**STUDY TEXT**
--- START ---

Many of the televised card tournaments show up on ESPN, and if my acronymic gland still adequately pumps out acronymic fluid, then my recollection is that the second letter in the ESPN acronym still stands for "sports". Well, maybe the sagacious brainiacs that run this fine network might be already considering renaming the channel to "Entertainment Stuff Programming Network". Poker doesn't qualify as a "sport" in the classic sense of the term, unless they would like to retroactively embrace the athleticism involved in chip tossing and performing those neat hand exercises the players display when shuffling two or three chips within one hand. Sure, the stubborn pundits might respond that a sport also exercises the mind, but by that sneaky definition, we'd have to consider just about every thought-based activity as a sport, such as memorizing, erotic fantasies, and figuring out a tip at a restaurant. Can't wait for these exciting events to pour through my Sylvania! The precedent has already been vomited forth when ESPN began televising those physically grueling spelling bees. As I, with a smirk and a gasp, watched the spelling action unfold during this year's bee, I realized this might be the only time that a fat Pakistani 11-year-old might be on ESPN. For all I know, he might be a heck of a curler or cricket player, but those obscure sports are forever destined for one of the small time Fox Sports channels that dot the digital cable guide's horizon.
Spelling bees are inherently fun to glance at for a few minutes, in hopes of seeing a pathetic kid screw up or faint (as with this year). Heck, fainting is action, it's exciting, and requires brief medical attention. People enjoyed the opportunity to see Mike Tyson be knocked out by an eager Buster Douglas, and we similarly want to see little Abdul Nafharidad get physically knocked out by the word that means "a flat Sumarian biscuit". So what if it took 5000 years for those Sumarians to get even. Long ago, I'm sure a visionary king said "someday we'll crush them all with the spelling of our flavorless biscuits".
Long after the Martians take over our planet and exterminate us all, we'll exact our revenge when they all cower to properly spell "separate". Banzai!
It's only a matter of time before the television executives take further steps to add appeal and excitement to these televised card games and spelling bees. Violence and drama will invariably poke their way into the proceedings:


"John has a flush draw! He's going all in. Oh NO! A BEAR! Where did this big hungry BEAR come from? Oh the humanity."

or


"E-N-A-..." Wait! It's TV's Potsie - Anson Williams! With a gun!I suppose there's little to resolve in this embarrassing trend toward televising bland, passive activities and billing them under a sports moniker. People are becoming lazier and lazier as time passes, and the promise of showing inactivity seems to pacify the minds of the couch potato masses. It's a sad reflection on society when our populace, who was once too lazy to participate in athletic activities, is now too lazy to watch them as well. So turn off that wide screen TV and throw a frisbee or something.

--- END ---

**EXERCISE DETAILS**
Put this sentence from the essay on ESPN's card tournaments and spelling bees into Spanish: "It's only a matter of time before the television executives take further steps to add appeal and excitement to these televised card games and spelling bees."

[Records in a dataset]
--- START ---

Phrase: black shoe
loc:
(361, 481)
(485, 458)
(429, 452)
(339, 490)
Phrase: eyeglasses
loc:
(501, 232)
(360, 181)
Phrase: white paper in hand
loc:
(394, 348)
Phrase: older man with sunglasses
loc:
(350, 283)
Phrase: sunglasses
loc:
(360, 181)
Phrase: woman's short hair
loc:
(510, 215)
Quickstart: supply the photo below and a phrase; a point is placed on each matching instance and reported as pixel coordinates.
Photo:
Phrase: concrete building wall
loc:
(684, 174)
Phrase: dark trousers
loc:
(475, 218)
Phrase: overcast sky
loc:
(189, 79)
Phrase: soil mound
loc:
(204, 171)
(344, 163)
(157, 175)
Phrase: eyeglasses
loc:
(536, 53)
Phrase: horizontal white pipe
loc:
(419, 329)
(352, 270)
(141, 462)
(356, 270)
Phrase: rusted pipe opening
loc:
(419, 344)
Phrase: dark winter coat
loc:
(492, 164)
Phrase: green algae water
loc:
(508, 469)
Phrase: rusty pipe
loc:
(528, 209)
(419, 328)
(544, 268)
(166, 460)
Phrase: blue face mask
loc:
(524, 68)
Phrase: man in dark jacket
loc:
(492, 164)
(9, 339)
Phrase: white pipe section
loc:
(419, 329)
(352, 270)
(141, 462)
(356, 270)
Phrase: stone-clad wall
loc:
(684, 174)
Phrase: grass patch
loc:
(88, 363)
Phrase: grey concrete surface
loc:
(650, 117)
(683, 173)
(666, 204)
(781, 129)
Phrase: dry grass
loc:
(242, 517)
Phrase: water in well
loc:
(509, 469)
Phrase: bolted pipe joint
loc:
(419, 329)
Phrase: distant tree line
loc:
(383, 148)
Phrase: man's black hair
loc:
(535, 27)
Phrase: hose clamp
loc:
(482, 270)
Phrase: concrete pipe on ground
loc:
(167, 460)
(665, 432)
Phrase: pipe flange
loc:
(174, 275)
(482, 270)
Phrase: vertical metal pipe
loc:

--- END ---

**TASK ANSWER**
Es solo cuestión de tiempo antes de que los ejecutivos de televisión den nuevos pasos para añadir atractivo y emoción a estos juegos de cartas y concursos de deletreo televisados.